=== Section Start ===
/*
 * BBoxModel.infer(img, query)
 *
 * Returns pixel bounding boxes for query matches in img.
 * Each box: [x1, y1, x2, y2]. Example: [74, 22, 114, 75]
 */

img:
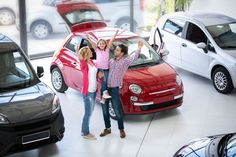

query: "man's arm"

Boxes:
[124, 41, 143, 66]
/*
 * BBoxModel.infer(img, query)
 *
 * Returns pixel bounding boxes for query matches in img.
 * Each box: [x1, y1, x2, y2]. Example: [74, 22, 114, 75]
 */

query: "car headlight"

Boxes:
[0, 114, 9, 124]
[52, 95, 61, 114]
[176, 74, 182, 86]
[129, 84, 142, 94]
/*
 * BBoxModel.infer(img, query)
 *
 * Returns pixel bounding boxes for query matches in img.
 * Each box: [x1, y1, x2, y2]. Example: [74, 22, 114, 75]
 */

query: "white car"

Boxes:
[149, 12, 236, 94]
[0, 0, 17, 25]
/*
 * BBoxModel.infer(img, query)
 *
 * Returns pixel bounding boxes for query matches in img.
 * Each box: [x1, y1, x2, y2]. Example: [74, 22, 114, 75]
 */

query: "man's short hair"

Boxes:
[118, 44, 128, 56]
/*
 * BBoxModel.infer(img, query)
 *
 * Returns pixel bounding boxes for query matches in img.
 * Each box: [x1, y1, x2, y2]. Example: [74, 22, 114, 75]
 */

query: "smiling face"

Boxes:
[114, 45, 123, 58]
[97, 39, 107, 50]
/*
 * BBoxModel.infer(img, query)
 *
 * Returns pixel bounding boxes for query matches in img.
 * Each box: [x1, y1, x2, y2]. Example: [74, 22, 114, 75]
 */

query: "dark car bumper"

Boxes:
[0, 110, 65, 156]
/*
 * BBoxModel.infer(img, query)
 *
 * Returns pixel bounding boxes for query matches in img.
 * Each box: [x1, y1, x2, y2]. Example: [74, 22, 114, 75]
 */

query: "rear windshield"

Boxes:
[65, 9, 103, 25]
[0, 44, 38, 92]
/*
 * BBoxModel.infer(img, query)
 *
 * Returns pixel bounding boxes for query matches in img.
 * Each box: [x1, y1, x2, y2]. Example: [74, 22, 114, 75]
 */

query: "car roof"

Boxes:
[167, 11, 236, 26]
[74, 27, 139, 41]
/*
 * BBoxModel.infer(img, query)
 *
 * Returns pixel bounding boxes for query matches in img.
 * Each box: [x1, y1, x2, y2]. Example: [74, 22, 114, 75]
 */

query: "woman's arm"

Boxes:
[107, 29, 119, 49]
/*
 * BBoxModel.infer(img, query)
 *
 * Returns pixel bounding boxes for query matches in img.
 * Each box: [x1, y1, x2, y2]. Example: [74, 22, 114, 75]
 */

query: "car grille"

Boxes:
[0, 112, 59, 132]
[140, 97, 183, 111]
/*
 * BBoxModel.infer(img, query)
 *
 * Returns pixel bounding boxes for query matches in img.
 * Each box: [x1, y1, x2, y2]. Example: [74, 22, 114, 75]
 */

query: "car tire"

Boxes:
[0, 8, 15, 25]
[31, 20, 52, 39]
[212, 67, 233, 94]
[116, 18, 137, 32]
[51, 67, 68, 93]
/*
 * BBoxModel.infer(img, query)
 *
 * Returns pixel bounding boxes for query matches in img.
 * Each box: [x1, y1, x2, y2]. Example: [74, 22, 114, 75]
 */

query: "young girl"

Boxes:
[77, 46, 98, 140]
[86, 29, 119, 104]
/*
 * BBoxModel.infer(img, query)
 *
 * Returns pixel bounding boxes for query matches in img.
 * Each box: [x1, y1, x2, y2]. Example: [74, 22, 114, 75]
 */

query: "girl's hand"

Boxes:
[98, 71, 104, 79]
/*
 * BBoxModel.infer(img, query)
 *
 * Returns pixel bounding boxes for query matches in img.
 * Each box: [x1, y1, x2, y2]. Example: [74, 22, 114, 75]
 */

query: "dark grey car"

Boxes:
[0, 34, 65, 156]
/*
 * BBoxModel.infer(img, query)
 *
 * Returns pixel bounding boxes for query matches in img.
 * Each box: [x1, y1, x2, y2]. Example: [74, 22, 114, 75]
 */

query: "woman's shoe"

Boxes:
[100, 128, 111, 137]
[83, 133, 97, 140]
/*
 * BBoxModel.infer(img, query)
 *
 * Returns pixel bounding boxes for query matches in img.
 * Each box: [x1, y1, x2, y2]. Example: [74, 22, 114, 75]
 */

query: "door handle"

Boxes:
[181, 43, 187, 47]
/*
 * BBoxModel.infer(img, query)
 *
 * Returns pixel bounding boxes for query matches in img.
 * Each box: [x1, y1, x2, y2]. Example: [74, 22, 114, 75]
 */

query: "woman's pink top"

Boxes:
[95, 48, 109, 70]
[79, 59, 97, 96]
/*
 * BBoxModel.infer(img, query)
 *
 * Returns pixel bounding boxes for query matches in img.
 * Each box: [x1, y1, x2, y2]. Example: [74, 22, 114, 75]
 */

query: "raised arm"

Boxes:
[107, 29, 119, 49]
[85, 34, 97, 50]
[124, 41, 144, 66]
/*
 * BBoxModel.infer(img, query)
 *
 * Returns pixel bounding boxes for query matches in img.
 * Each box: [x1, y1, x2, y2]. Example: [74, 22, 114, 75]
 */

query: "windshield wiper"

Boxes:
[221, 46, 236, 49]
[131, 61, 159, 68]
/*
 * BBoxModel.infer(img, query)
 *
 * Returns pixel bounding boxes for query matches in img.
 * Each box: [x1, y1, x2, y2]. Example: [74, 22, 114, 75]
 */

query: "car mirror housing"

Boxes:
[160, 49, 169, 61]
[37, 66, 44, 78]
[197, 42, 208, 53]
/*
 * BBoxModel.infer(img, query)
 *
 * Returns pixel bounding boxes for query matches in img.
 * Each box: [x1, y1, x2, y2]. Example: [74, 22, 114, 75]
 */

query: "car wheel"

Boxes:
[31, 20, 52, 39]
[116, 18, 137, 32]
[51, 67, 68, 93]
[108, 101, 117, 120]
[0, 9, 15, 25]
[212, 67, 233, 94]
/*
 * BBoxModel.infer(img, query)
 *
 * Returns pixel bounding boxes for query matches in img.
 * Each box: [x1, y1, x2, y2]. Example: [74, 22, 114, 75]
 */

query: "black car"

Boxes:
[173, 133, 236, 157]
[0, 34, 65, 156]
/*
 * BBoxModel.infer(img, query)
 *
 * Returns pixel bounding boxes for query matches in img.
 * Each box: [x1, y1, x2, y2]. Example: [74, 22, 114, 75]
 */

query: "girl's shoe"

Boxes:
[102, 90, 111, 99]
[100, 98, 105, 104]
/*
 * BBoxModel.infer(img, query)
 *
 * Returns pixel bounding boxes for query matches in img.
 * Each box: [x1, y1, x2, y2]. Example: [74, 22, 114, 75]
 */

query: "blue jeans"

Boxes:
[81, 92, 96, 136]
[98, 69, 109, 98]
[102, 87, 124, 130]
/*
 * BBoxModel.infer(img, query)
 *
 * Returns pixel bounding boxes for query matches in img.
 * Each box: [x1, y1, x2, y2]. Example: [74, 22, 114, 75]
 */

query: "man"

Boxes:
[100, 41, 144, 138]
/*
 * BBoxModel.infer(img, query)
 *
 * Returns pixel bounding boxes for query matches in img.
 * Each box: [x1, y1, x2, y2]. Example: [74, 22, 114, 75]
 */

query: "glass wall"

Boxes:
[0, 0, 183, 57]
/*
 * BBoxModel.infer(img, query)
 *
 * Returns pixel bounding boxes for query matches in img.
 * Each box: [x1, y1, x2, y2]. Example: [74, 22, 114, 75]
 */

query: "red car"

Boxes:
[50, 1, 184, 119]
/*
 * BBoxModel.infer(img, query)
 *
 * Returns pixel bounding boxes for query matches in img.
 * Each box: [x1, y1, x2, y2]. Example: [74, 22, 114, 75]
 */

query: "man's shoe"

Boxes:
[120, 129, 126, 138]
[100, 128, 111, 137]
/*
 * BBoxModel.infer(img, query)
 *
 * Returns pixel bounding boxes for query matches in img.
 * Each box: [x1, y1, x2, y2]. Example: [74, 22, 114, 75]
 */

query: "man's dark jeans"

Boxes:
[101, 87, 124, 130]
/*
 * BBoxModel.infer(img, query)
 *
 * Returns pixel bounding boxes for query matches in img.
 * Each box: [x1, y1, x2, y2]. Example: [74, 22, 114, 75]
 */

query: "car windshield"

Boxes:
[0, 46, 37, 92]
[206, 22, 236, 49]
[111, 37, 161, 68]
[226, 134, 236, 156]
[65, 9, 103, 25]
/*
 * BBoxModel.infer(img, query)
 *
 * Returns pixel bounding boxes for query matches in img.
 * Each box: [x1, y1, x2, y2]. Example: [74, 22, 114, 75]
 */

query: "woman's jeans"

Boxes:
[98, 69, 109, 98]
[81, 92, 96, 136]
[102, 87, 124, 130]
=== Section End ===
=== Section Start ===
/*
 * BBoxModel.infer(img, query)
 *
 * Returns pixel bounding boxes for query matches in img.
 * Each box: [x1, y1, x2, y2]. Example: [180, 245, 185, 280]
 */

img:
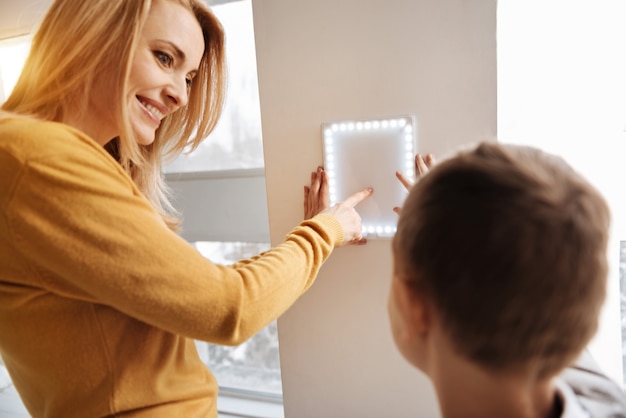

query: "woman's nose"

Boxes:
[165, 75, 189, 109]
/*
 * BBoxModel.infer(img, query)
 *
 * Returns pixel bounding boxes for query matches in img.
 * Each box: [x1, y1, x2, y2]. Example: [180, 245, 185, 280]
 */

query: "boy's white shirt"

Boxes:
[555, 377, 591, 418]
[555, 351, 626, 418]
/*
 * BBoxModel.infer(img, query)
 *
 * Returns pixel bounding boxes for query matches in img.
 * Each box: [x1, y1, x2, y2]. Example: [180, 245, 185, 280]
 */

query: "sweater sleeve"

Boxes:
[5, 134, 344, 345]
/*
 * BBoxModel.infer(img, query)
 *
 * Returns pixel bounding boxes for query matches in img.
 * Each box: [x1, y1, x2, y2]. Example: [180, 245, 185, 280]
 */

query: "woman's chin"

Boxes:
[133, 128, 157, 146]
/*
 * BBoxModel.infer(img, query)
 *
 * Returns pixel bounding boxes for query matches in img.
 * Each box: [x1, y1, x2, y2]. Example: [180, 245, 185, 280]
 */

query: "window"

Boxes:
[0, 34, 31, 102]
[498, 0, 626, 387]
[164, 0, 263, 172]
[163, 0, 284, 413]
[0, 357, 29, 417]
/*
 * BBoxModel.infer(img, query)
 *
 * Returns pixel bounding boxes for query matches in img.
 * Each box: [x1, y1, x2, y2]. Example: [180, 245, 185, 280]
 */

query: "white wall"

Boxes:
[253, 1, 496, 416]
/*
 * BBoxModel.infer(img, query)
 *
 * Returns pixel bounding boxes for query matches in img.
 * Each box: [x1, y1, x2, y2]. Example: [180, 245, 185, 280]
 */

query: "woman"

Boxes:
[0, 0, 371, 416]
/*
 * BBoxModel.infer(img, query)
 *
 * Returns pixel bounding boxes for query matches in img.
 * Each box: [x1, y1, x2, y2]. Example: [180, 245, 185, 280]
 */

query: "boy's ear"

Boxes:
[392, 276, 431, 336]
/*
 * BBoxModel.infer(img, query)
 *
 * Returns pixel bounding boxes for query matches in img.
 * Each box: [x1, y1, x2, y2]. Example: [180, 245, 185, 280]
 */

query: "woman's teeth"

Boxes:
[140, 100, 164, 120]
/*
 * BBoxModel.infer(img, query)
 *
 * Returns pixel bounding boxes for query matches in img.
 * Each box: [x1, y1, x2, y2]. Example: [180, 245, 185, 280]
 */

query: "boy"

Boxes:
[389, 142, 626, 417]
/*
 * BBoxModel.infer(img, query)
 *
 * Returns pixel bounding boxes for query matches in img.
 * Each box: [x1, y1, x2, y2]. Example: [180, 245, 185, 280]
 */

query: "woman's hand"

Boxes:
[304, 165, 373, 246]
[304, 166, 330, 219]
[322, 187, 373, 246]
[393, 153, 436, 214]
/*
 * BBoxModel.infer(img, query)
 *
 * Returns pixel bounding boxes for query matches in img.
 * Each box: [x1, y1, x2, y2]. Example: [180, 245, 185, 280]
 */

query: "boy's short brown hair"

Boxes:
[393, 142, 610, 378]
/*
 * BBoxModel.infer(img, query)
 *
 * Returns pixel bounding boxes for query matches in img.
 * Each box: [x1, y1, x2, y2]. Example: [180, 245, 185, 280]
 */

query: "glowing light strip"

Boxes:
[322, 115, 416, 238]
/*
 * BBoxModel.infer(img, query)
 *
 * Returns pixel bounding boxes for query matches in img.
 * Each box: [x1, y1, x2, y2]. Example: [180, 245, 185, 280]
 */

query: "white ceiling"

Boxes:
=== Section End ===
▸ **EXERCISE BRIEF**:
Return only the lines of the records in which the string "woman" appears.

▸ **RESPONSE**:
query: "woman's arm"
query: "woman's shoe"
query: "woman's pink top"
query: "woman's jeans"
query: "woman's nose"
query: "woman's chin"
query: "woman"
query: "woman's teeth"
query: "woman's hand"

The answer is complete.